Each entry, as given, must be output unchanged.

***** Exercise material

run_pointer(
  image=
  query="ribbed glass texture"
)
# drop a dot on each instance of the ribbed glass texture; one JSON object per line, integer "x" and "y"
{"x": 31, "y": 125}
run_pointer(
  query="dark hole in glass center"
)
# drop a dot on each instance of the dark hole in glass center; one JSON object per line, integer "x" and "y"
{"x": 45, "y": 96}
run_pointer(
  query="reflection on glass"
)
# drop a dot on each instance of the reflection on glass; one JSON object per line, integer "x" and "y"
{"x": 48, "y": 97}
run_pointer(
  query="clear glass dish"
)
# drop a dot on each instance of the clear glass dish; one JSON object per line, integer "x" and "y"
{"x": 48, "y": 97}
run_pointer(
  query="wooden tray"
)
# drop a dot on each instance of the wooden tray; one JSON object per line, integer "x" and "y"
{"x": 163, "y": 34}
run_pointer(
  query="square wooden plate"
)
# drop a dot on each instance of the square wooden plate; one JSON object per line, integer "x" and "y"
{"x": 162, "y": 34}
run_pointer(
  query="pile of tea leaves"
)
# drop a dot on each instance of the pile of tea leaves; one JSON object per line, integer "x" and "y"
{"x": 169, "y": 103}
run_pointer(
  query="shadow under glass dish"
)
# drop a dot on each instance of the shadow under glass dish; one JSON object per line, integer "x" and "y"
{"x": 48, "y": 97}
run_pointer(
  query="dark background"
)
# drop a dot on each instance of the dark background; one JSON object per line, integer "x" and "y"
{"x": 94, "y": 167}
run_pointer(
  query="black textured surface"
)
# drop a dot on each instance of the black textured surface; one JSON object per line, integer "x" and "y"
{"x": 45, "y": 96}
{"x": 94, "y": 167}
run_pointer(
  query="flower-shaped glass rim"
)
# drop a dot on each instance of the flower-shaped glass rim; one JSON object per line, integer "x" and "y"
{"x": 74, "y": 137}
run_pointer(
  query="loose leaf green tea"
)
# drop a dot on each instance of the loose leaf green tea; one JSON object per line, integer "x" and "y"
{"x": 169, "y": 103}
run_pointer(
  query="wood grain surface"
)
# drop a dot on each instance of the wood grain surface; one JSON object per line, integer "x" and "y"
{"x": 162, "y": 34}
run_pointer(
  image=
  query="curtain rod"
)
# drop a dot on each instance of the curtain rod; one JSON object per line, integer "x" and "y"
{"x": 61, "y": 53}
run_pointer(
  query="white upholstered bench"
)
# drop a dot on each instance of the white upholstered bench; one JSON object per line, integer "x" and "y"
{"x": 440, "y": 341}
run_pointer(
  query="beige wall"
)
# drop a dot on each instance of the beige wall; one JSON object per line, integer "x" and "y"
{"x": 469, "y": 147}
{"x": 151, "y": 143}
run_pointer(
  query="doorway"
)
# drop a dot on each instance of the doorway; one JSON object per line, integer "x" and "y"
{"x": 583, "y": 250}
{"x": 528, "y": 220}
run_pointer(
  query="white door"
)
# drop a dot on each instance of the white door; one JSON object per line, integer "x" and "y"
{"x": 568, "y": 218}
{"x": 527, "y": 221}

**********

→ Expected answer:
run_pointer(
  image=
  query="ribbed glass texture"
)
# drop a dot on each instance of the ribbed glass texture; one JSON object per line, integer "x" and "y"
{"x": 31, "y": 125}
run_pointer(
  query="dark hole in glass center"
)
# drop a dot on each instance of the dark hole in glass center; one JSON object per line, integer "x" and "y"
{"x": 45, "y": 96}
run_pointer(
  query="reflection on glass"
)
# drop a dot on each instance of the reflection on glass; one JSON object per line, integer "x" and "y"
{"x": 48, "y": 97}
run_pointer(
  query="clear glass dish"
)
# drop a dot on each instance of the clear glass dish; one JSON object per line, integer "x" and "y"
{"x": 48, "y": 97}
run_pointer(
  query="wooden tray"
)
# drop a dot on each instance of the wooden tray; one JSON object per line, integer "x" and "y"
{"x": 163, "y": 34}
run_pointer(
  query="square wooden plate"
)
# drop a dot on each instance of the square wooden plate; one JSON object per line, integer "x" and "y"
{"x": 162, "y": 34}
run_pointer(
  query="pile of tea leaves"
)
# drop a dot on each instance of the pile of tea leaves; one JSON object per line, integer "x" and "y"
{"x": 169, "y": 103}
run_pointer(
  query="shadow under glass dish"
)
# drop a dot on each instance of the shadow under glass dish; one JSON object per line, integer "x" and "y"
{"x": 48, "y": 97}
run_pointer(
  query="dark background"
)
# drop a dot on each instance of the dark background; one JSON object per line, integer "x" and "y"
{"x": 94, "y": 167}
run_pointer(
  query="black textured surface"
)
# drop a dot on each instance of the black textured surface; one JSON object per line, integer "x" and "y"
{"x": 45, "y": 96}
{"x": 94, "y": 167}
run_pointer(
  query="flower-shaped glass rim"
)
# drop a dot on each instance of the flower-shaped glass rim; one JSON object per line, integer "x" and "y"
{"x": 74, "y": 137}
run_pointer(
  query="loose leaf green tea"
)
# drop a dot on each instance of the loose leaf green tea; one JSON object per line, integer "x" and "y"
{"x": 169, "y": 103}
run_pointer(
  query="wood grain surface"
)
# drop a dot on each instance of the wood grain surface; one JSON object per line, integer "x" and "y"
{"x": 162, "y": 34}
run_pointer(
  image=
  query="curtain rod"
)
# drop a dot on each instance of the curtain rod; one JSON object per line, integer "x" and "y"
{"x": 61, "y": 53}
run_pointer(
  query="white upholstered bench"
)
# drop a dot on each instance of the white upholstered bench; one JSON object per line, integer "x" and "y"
{"x": 440, "y": 341}
run_pointer(
  query="beige wall"
)
# drop a dot on each instance of the beige wall; one JSON object per line, integer "x" and "y"
{"x": 469, "y": 147}
{"x": 151, "y": 143}
run_pointer(
  query="doorway"
)
# drop a dot on each instance of the doorway; one JSON object per line, integer "x" and "y"
{"x": 583, "y": 250}
{"x": 528, "y": 220}
run_pointer(
  query="white door"
)
# drop a dot on each instance of the white door; one JSON object per line, integer "x" and "y"
{"x": 568, "y": 218}
{"x": 527, "y": 221}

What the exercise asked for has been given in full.